Selected passage:

We had a falling-out in 1985 right after graduation. I was staying over at his house, and he woke me up being all drunk and loud. I hate drunks, and I'm psychotic when my sleep is disturbed. We wouldn't speak for another seven years.

In the late 1980s, an ex-girlfriend from college cattily informed me that while I'd been visiting my brother in Florida during my junior year—while me and the ex had still been living together—Lou came over and fucked her.

Sometime around 1990, I was watching the LA TV news and was intrigued by a story about a cable-access host in Tucson called "The Great Satan At-Large." The host was facing 40 years for obscenity due to his show, and a news clip showed a fat guy in red face paint with a plastic pitchfork and a cigarette hanging out of his mouth.

Two years later, I received an answering-maching message from Lou. He had seen ANSWER Me! and wanted to get back in touch. During my follow-up phone call, Lou revealed that he'd recently been in trouble for his cable-access show in Tucson.

Lou was the Great Satan I'd seen on TV. And I was doing ANSWER Me!. Without even looking, we'd both caused so much trouble that we found each other again.

Data section:

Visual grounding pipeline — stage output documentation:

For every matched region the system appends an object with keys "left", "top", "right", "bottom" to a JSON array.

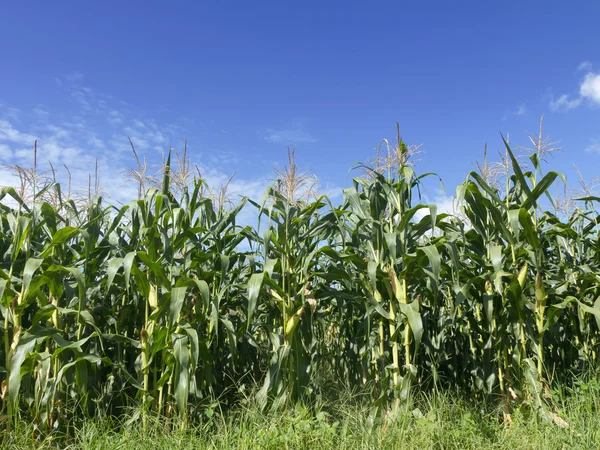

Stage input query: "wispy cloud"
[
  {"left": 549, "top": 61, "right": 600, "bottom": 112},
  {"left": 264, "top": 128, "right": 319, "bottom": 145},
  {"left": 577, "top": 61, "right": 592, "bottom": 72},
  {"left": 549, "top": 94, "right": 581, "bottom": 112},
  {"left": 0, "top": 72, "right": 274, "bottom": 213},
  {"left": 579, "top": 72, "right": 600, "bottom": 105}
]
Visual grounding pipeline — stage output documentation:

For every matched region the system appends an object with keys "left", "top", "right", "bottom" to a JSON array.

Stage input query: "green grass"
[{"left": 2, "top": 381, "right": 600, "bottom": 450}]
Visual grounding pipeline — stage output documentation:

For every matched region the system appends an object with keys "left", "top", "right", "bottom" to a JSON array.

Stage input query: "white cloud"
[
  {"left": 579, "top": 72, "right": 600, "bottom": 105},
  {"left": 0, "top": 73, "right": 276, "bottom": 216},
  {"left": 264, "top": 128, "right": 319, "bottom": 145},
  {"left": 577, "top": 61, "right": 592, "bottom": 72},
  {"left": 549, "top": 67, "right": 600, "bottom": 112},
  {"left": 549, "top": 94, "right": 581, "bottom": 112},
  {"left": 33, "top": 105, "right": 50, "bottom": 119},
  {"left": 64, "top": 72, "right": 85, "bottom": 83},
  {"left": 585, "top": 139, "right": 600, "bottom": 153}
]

* * *

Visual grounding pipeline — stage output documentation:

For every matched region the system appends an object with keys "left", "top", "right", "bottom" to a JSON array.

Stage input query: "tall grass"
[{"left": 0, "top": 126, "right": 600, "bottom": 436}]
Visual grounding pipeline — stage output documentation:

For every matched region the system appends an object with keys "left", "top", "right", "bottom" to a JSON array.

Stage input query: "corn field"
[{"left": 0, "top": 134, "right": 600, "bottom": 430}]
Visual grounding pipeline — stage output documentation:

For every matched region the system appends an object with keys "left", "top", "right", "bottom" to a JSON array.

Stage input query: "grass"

Exercise set:
#1 Rewrite the paragraph of the passage about Lou that begins "We had a falling-out in 1985" as a short list, keeping its main facts.
#2 For each statement, say whether it agrees with the passage about Lou. Answer yes or no, and quote the words of the passage that decide it.
(a) After the falling-out, the narrator and Lou did not speak for seven years.
(b) The cable-access host in Tucson was facing 20 years for obscenity.
(c) Lou got back in touch after seeing ANSWER Me!.
#3 Reproduce a part of the passage about Lou word for word, starting at the words "We had a falling-out" and ending after the words "of his mouth.".
The entries have no role in any of this work.

Solutions per task:
#1
- The falling-out happened in 1985, right after graduation.
- The narrator was staying over at Lou's house.
- Lou woke the narrator up by being drunk and loud.
- The narrator hates drunks and reacts badly when sleep is disturbed.
- They did not speak for another seven years.

#2
(a) Yes: "We wouldn't speak for another seven years."
(b) No: "The host was facing 40 years for obscenity due to his show"
(c) Yes: "He had seen ANSWER Me! and wanted to get back in touch."

#3
We had a falling-out in 1985 right after graduation. I was staying over at his house, and he woke me up being all drunk and loud. I hate drunks, and I'm psychotic when my sleep is disturbed. We wouldn't speak for another seven years.

In the late 1980s, an ex-girlfriend from college cattily informed me that while I'd been visiting my brother in Florida during my junior year—while me and the ex had still been living together—Lou came over and fucked her.

Sometime around 1990, I was watching the LA TV news and was intrigued by a story about a cable-access host in Tucson called "The Great Satan At-Large." The host was facing 40 years for obscenity due to his show, and a news clip showed a fat guy in red face paint with a plastic pitchfork and a cigarette hanging out of his mouth.